Like your processes or just things that you've discovered about yourself? 

Missi McKown: That’s a good question, man. Okay. I. I have not been super upfront about having ADHD because I feel that there's still a stigma around it. Some folks are just, they see it more as a detriment. I was talking to, I'll just say a family member because I don't want to out them, but I was talking to a family member about it and I was like can you just envision with me this is what I think of when I think of the future, that ADHD is going to be seen for the superpower that it is, and people are going to be clamoring for a legitimate diagnosis on their resume.

Because people with ADHD are such hard workers. They're so focused. They're so driven. I mean, there are such positives that come from it and. And I think that not a lot of people see it as a positive yet. Though some of the people that do have it totally can recognize their ability to super focus and get a lot done and way more done in a shorter amount of time than, say, a neurotypical person, right?

Because you can just block out the world and get in the zone, right? And that's awesome when that happens. I think I tend to do that sometimes on my organizing projects, sometimes with certain team members, I'll be like, if you see me just going too far in, just call me out, you know? Call me out.

If you need something just tap me on the shoulder. Because I'm going in. But man, it's just. There's something beautiful about it and I have been more comfortable when somebody else tells me about their own diagnosis, I feel more comfortable talking about mine than to be like, I get it. I get where you're coming from.

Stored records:
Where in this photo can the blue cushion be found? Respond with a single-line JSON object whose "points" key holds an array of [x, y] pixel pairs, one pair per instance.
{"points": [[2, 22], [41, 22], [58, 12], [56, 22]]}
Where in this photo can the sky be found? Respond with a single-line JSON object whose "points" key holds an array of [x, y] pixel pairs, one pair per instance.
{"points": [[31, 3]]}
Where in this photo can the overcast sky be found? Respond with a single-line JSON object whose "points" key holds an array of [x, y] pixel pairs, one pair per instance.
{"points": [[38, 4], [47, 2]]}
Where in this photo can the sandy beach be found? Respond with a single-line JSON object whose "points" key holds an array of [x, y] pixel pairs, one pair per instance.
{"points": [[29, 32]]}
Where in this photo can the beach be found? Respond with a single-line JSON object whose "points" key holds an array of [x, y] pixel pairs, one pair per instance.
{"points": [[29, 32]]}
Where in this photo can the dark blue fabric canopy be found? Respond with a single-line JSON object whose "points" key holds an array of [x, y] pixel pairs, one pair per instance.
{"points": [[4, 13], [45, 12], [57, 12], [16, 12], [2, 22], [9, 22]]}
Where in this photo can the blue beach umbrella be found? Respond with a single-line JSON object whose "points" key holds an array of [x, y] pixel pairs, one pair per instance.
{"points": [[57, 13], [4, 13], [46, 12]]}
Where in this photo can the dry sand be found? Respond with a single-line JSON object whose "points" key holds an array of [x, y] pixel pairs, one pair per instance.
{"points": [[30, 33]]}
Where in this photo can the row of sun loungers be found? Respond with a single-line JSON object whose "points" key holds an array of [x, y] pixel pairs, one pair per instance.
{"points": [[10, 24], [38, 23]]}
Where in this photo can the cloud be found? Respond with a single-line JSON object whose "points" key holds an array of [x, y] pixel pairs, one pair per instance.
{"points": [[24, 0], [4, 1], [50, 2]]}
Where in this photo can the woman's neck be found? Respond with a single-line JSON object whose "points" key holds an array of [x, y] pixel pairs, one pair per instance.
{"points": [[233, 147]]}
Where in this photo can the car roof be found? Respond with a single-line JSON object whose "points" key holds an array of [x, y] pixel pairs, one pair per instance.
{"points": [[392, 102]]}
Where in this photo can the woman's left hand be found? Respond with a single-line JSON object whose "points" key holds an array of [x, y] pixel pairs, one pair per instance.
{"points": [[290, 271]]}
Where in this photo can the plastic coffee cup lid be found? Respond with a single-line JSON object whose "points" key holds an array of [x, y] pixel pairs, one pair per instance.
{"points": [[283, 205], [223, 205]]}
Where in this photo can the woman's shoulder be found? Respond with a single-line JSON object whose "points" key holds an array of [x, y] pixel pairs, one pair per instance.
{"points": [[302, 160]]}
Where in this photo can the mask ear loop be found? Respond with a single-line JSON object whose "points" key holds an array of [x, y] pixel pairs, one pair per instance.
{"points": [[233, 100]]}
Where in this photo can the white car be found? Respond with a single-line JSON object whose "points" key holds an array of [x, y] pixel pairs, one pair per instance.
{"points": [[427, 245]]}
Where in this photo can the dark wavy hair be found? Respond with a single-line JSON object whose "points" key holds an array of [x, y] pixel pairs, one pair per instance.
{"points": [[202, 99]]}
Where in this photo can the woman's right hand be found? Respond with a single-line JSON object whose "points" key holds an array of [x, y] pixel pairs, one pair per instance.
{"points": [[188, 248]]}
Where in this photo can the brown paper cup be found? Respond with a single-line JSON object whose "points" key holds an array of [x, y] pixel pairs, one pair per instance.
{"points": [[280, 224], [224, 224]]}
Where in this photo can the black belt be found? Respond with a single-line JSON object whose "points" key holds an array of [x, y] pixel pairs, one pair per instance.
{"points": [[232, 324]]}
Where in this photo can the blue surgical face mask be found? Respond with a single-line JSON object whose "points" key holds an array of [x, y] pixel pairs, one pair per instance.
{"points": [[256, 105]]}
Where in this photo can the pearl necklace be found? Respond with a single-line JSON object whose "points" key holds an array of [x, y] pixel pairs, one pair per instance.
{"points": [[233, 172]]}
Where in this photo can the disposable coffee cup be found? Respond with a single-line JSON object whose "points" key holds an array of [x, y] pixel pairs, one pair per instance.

=== PARTS OF THE EXERCISE ===
• A. In the interview excerpt, list the three traits of people with ADHD named in the three short sentences that begin with "Because people with ADHD are such hard workers."
• B. Please repeat the interview excerpt word for word, starting with "Because you can" and going on through "Call me out.".
The stored records are not used for any of this.

=== PER-TASK OUTPUTS ===
• A.
- Hard workers
- Focused
- Driven

• B.
Because you can just block out the world and get in the zone, right? And that's awesome when that happens. I think I tend to do that sometimes on my organizing projects, sometimes with certain team members, I'll be like, if you see me just going too far in, just call me out, you know? Call me out.